Text passage

━━━━━━━━━━━━━━━━━━━━

Growing congregation in ‘Rust Belt’ city offers model for two dioceses poised for partnership

By David Paulsen
Posted Oct 24, 2018
Resurrection church blessing

Worshippers bless high school graduates during a service June 3 at Resurrection Church in Hermitage, Pennsylvania. In February, the congregation began worshipping in the renovated sanctuary of a vacant former Episcopal church. Photo: Resurrection Church, via Facebook

Editor’s note: The Episcopal Dioceses of Northwestern Pennsylvania and Western New York voted Oct. 26 to share a bishop and a staff for the next five years as they explore a deeper relationship focused on creating new opportunities for mission.

[Episcopal News Service] The story of the Episcopal Church’s renewed presence in Hermitage, Pennsylvania, might be summed up as “Back to the Future.” Or, in the Rev. Jason Shank’s words, his services at Resurrection Church offer a “fresh expression of vintage Christianity.”

Comfortable seats, no pews. A small, less-imposing altar. Contemporary music. Modern-language prayers. No copies of the Book of Common Prayer because the text is projected onto the wall. “We’re not your traditional Episcopal church,” Shank said.

━━━━━━━━━━━━━━━━━━━━

Source material
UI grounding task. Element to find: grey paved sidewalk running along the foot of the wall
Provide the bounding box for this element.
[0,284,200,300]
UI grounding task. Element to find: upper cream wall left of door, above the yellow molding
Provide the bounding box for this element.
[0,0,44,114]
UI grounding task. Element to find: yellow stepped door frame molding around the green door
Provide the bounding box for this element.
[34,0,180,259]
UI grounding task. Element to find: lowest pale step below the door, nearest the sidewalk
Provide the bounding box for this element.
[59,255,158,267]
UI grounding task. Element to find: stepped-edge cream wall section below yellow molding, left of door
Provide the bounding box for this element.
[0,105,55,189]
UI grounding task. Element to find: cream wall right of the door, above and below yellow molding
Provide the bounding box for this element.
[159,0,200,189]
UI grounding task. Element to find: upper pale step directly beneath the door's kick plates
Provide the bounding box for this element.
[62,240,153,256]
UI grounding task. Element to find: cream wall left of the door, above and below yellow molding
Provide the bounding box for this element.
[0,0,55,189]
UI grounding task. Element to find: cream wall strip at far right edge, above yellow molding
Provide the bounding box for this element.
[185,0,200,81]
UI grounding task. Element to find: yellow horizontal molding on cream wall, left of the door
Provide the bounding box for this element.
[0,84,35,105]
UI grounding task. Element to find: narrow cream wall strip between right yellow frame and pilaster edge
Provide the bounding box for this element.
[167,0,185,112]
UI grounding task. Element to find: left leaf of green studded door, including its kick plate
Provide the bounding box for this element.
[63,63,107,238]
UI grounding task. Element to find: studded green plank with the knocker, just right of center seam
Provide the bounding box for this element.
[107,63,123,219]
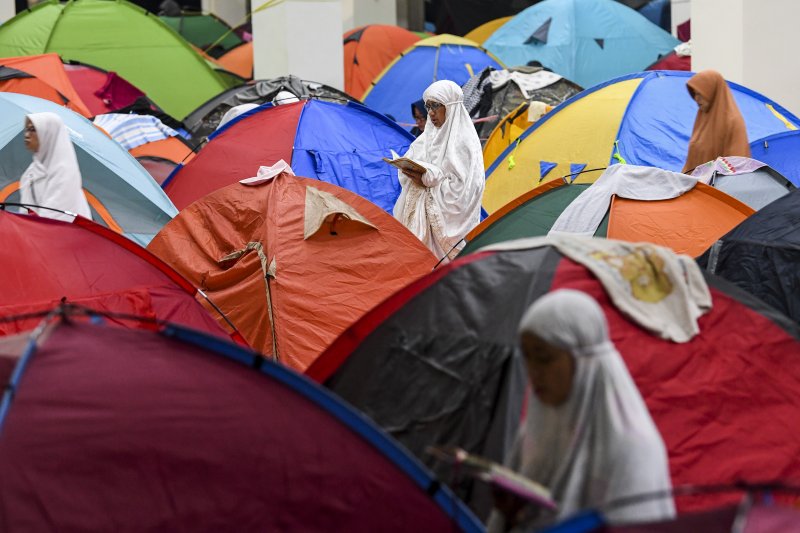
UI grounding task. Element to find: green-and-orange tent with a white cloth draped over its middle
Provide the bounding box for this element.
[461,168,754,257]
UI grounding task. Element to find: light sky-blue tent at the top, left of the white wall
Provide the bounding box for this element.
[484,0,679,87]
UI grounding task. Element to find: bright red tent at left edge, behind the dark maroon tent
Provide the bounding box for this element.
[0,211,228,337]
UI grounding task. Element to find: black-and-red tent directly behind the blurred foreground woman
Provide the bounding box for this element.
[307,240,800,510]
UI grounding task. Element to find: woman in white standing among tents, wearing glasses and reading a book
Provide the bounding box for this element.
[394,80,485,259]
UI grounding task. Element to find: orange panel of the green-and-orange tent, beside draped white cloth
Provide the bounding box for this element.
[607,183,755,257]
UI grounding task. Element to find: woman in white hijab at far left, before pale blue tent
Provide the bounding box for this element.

━━━━━━━━━━━━━━━━━━━━

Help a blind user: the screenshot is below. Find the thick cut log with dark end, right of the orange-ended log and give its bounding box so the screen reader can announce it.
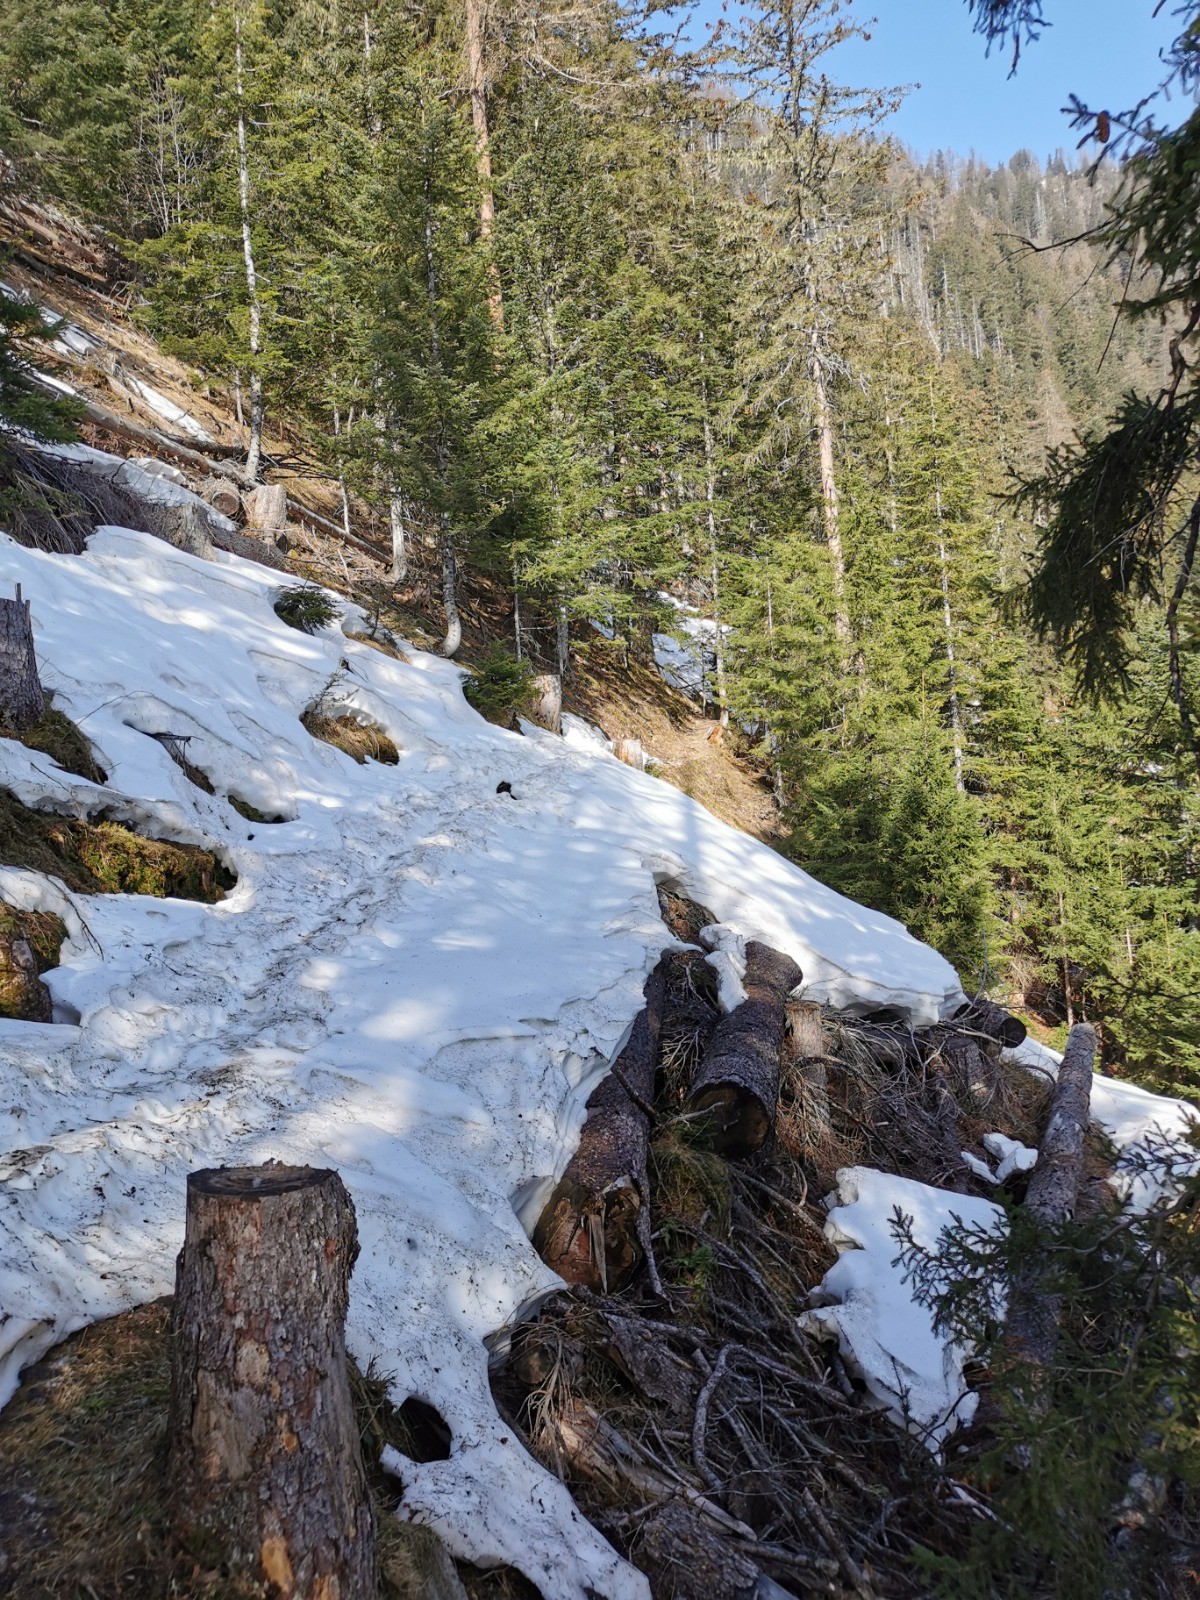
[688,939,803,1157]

━━━━━━━━━━━━━━━━━━━━

Problems to solve
1. Print the part of the Resurrection Church article that begins at the words "Growing congregation in" and stops after the words "opportunities for mission.".
2. Write what comes next in the news article about Resurrection Church in Hermitage, picking up right after its last sentence.

Answer set
1.
Growing congregation in ‘Rust Belt’ city offers model for two dioceses poised for partnership

By David Paulsen
Posted Oct 24, 2018
Resurrection church blessing

Worshippers bless high school graduates during a service June 3 at Resurrection Church in Hermitage, Pennsylvania. In February, the congregation began worshipping in the renovated sanctuary of a vacant former Episcopal church. Photo: Resurrection Church, via Facebook

Editor’s note: The Episcopal Dioceses of Northwestern Pennsylvania and Western New York voted Oct. 26 to share a bishop and a staff for the next five years as they explore a deeper relationship focused on creating new opportunities for mission.

2.
Resurrection Church is a new congregation – a church plant – but while it’s not your traditional church, it’s not your traditional church plant either. Rather than upending old models in the search for new communities of faith, the congregation still worships on Sundays, emphasizes prayer and sacrament, bases its Eucharist on Rite II and gathers in a building that looks unmistakably like a church.

The mix of contemporary and classic offers a vision for Episcopal congregation redevelopment that could take hold beyond the limits of this small city of about 16,000 in northwestern Pennsylvania on the Ohio state line. The Diocese of Northwestern Pennsylvania is poised to seal a partnership agreement with the Diocese of Western New York that would allow the two dioceses to share resources and enable more experiments like this, as both try to stem congregational decline in a region undergoing demographic and economic changes.

“I think there are places across Northwestern Pennsylvania and Western New York that have real potential for redevelopment and church planting,” said Northwestern Pennsylvania Bishop Sean Rowe, who would add the title of Western New York provisional bishop if the partnership plan is approved this weekend at a joint convention in Niagara Falls, New York.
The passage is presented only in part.